▶ _Tasks to complete_
(a) In the thread about whether cos a + sin a exceeds 1, what color is used for the constant 1 in the attached plot?
(b) From the thread about whether cos a + sin a exceeds 1, quote the passage from "Attached a plot" to "constant $1$ in green.".

▶ _Passage provided_
# How to prove the value of cos a + sin a is greater than 1 ?

Dec 26, 2016

For $2 k \pi < a < \frac{\pi}{2} + 2 k \pi$ for $k = 0 , 1 , 2 , \cdots$

#### Explanation:

If $\cos \left(a\right) + \sin \left(a\right) > 1$ then ${\left(\cos \left(a\right) + \sin \left(a\right)\right)}^{2} = 1 + 2 \cos \left(a\right) \sin \left(a\right) > 1$ or
$\cos \left(a\right) \sin \left(a\right) > 0$
Concluding it is sufficient $\cos \left(a\right) \sin \left(a\right) > 0$ to verify
$\cos \left(a\right) + \sin \left(a\right) > 1$
or
$2 k \pi < a < \frac{\pi}{2} + 2 k \pi$ for $k = 0 , 1 , 2 , \cdots$

Attached a plot showing

$\cos \left(a\right) + \sin \left(a\right)$ in blue
$\max \left(\cos \left(a\right) \sin \left(a\right) , 0\right)$ in red and
the constant $1$ in green.

Dec 26, 2016

$\sin a + \cos a \in \left[- \sqrt{2} , \sqrt{2}\right]$.

#### Explanation:

For $a \in \left(- \infty , \infty\right)$,

$\cos a + \sin a = \sqrt{2} \left(\frac{1}{\sqrt{2}} \cos a + \frac{1}{\sqrt{2}} \sin a\right)$

=sqrt2(sin (pi/4)cos a+cos(pi/4)sin a

$= \sqrt{2} \sin \left(a + \frac{\pi}{4}\right) \in \left[- \sqrt{2} , \sqrt{2}\right]$

As a is not stated to be in an interval, I can assign $a = - \frac{\pi}{4}$ to get

0 for sin a + cos a.

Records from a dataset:
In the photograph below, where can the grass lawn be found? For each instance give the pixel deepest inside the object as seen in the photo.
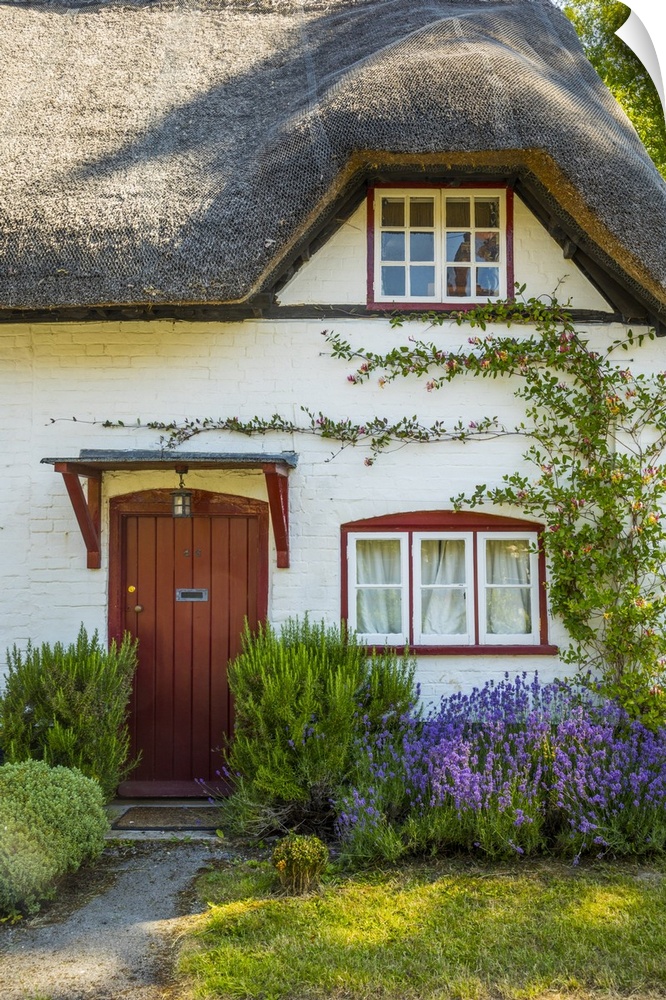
(434, 930)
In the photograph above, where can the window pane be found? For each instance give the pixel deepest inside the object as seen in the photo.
(421, 246)
(487, 246)
(457, 212)
(378, 561)
(443, 612)
(393, 281)
(508, 561)
(458, 281)
(487, 281)
(458, 246)
(486, 212)
(422, 281)
(379, 611)
(421, 213)
(393, 211)
(443, 561)
(508, 611)
(393, 246)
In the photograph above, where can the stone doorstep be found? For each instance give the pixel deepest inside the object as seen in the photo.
(116, 809)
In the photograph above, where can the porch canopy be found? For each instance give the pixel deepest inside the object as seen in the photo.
(92, 464)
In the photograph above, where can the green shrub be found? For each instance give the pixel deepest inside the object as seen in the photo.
(302, 700)
(300, 862)
(51, 820)
(68, 706)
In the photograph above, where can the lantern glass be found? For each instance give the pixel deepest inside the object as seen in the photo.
(181, 503)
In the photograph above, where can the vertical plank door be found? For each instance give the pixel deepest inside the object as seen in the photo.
(187, 587)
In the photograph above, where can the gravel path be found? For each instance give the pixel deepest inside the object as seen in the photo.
(111, 934)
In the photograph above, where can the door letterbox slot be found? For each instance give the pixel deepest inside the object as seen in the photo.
(191, 595)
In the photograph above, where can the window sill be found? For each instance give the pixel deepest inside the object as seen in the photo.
(540, 650)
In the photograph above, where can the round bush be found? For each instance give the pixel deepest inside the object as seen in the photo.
(51, 820)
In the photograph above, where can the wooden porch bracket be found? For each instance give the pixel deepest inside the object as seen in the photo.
(277, 487)
(87, 511)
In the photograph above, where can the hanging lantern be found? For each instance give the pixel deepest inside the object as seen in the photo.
(181, 499)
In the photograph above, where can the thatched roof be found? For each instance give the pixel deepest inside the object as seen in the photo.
(183, 152)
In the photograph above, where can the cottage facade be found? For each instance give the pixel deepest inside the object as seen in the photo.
(189, 197)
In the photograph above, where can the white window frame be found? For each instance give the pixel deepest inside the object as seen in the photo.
(508, 639)
(476, 583)
(439, 196)
(439, 639)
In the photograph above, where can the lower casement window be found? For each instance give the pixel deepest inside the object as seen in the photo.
(446, 589)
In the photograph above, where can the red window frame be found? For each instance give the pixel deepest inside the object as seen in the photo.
(450, 305)
(442, 521)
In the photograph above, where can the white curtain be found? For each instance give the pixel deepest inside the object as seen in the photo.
(443, 587)
(509, 592)
(378, 606)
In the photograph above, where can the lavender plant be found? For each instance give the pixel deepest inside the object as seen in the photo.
(513, 768)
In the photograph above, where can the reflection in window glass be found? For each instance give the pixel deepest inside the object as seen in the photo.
(486, 212)
(421, 246)
(378, 561)
(393, 246)
(487, 246)
(508, 560)
(458, 246)
(421, 213)
(458, 281)
(393, 212)
(457, 212)
(393, 281)
(422, 281)
(487, 281)
(443, 587)
(378, 599)
(443, 561)
(379, 612)
(508, 594)
(508, 612)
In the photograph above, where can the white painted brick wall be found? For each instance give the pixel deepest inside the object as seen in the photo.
(164, 370)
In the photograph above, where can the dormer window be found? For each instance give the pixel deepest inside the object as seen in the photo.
(439, 246)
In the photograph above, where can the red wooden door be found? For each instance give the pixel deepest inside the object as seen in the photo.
(186, 586)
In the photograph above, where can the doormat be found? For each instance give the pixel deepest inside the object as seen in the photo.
(168, 818)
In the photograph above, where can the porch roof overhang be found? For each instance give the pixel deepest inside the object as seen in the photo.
(92, 464)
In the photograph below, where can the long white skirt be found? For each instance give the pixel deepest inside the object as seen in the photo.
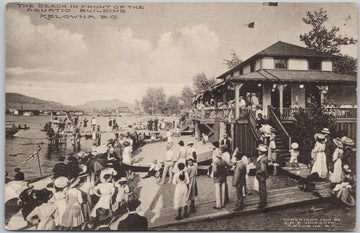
(320, 165)
(336, 176)
(180, 196)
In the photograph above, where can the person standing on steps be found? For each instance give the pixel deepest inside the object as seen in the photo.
(181, 180)
(239, 180)
(261, 173)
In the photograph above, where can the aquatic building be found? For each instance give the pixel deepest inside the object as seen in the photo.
(285, 78)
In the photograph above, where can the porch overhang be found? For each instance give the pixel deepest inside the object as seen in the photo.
(296, 76)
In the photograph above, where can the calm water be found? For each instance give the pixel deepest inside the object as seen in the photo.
(24, 144)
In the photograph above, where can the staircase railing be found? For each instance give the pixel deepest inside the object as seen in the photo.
(275, 122)
(252, 124)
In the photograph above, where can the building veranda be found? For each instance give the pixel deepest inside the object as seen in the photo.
(280, 80)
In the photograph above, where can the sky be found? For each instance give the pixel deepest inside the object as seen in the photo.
(53, 57)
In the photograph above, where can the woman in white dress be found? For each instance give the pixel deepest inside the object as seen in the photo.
(181, 180)
(43, 215)
(127, 153)
(104, 191)
(180, 157)
(59, 199)
(337, 175)
(319, 156)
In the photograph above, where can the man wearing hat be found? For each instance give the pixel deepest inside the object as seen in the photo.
(239, 180)
(349, 157)
(329, 148)
(191, 152)
(261, 173)
(133, 222)
(19, 174)
(168, 164)
(219, 171)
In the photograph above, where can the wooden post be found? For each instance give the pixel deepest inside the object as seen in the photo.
(237, 99)
(281, 96)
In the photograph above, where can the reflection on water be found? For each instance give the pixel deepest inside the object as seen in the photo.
(24, 143)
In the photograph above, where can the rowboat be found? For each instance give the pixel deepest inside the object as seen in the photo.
(10, 128)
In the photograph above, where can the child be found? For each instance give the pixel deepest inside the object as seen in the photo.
(294, 153)
(250, 176)
(181, 180)
(193, 190)
(153, 169)
(122, 194)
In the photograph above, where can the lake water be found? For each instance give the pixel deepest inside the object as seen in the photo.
(23, 144)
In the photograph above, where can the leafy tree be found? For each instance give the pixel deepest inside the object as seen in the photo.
(153, 101)
(307, 125)
(320, 38)
(186, 96)
(233, 62)
(172, 105)
(345, 65)
(202, 83)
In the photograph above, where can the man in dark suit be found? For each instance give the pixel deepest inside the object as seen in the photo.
(239, 180)
(261, 173)
(19, 174)
(133, 222)
(226, 142)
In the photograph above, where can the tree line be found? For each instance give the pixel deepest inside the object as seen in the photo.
(318, 38)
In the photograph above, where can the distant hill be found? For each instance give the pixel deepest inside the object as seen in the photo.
(15, 100)
(105, 105)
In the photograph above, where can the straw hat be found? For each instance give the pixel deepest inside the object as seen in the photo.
(338, 142)
(325, 131)
(262, 148)
(61, 182)
(346, 168)
(123, 179)
(319, 137)
(126, 143)
(347, 141)
(294, 146)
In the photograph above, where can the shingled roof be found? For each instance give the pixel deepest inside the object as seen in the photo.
(282, 76)
(282, 49)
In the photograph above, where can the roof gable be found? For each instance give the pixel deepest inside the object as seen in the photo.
(290, 50)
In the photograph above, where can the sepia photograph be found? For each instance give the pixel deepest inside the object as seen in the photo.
(180, 116)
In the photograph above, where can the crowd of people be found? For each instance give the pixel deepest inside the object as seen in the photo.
(247, 103)
(333, 158)
(88, 190)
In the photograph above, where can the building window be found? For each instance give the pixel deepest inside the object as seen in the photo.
(280, 63)
(315, 64)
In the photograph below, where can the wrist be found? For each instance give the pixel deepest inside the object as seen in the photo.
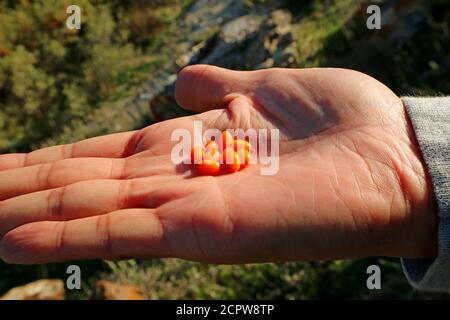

▶ _Task-by-task results_
(a) Green.

(b)
Attached a plot showing

$\cos \left(a\right) + \sin \left(a\right)$ in blue
$\max \left(\cos \left(a\right) \sin \left(a\right) , 0\right)$ in red and
the constant $1$ in green.